> _Stated task_
Please repeat the records below word for word, from the line with "Where can the dark stair" up to and including the line with "Target: dark stair railing".

> _Data listing_

════

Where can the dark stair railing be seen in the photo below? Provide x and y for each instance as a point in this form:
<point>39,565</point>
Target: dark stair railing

════

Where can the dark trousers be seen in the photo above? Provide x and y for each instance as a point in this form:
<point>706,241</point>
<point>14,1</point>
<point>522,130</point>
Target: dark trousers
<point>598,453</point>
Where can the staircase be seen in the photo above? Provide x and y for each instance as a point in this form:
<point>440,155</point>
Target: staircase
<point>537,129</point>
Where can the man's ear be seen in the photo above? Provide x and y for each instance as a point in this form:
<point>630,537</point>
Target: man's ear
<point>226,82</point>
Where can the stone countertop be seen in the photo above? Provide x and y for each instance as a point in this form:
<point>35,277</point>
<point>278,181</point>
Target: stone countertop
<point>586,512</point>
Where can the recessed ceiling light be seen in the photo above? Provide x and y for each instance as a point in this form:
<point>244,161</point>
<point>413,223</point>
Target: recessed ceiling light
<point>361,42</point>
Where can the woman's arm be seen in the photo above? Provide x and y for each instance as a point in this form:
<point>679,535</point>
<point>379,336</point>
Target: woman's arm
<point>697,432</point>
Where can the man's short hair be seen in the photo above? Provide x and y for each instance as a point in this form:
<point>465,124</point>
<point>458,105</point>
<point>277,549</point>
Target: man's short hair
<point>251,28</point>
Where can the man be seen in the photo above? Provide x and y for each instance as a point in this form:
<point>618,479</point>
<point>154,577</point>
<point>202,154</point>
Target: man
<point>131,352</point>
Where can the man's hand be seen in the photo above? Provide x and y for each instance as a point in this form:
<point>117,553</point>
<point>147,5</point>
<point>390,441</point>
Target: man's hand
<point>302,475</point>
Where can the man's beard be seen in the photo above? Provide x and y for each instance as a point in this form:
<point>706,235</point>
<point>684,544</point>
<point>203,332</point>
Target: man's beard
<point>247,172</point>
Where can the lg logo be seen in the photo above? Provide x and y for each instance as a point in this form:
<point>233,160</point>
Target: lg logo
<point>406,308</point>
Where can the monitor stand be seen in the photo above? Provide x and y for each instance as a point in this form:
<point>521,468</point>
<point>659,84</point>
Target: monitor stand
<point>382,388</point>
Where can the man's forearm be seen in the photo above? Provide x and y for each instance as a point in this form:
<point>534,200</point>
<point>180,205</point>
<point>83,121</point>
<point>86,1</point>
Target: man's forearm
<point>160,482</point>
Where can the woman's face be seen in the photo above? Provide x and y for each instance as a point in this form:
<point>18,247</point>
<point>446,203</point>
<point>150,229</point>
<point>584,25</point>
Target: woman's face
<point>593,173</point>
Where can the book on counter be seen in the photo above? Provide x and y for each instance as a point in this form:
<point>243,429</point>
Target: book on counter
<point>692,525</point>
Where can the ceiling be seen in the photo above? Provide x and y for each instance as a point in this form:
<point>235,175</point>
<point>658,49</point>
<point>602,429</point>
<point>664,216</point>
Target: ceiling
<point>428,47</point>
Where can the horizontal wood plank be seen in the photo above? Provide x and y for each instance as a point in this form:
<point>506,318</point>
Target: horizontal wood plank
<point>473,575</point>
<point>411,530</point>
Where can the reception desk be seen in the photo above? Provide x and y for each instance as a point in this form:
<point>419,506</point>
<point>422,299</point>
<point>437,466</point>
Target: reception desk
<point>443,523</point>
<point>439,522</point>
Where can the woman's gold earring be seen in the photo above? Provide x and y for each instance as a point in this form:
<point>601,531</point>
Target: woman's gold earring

════

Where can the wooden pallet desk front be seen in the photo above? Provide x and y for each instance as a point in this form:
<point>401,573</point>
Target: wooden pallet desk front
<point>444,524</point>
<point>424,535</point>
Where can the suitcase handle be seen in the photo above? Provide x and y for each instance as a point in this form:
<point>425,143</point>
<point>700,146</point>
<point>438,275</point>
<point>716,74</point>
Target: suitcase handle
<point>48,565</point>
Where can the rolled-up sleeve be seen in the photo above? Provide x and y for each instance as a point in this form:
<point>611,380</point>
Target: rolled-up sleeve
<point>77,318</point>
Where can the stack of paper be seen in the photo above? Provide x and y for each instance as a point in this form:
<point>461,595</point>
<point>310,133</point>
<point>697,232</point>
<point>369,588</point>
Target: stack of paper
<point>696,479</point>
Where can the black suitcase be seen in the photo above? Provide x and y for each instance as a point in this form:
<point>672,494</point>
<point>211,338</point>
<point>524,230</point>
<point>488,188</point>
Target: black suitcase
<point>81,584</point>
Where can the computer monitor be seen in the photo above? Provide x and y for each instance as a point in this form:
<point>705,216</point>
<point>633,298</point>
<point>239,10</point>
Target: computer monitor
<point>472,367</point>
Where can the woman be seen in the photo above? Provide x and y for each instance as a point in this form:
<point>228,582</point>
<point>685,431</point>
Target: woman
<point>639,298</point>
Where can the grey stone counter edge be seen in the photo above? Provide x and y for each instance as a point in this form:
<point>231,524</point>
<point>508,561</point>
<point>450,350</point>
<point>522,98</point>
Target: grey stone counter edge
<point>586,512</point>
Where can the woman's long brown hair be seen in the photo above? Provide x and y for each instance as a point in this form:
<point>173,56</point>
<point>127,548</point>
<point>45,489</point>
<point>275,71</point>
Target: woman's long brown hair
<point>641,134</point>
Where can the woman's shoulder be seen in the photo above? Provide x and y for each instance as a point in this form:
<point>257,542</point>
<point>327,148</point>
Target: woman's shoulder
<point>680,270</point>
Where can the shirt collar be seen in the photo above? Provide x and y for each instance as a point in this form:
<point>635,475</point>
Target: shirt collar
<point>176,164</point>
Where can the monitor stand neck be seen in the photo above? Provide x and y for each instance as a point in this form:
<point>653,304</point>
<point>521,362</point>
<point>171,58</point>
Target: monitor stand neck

════

> _Output below_
Where can the dark stair railing be seen in the photo below? Provide x and y for each instance as a point in this form:
<point>39,565</point>
Target: dark stair railing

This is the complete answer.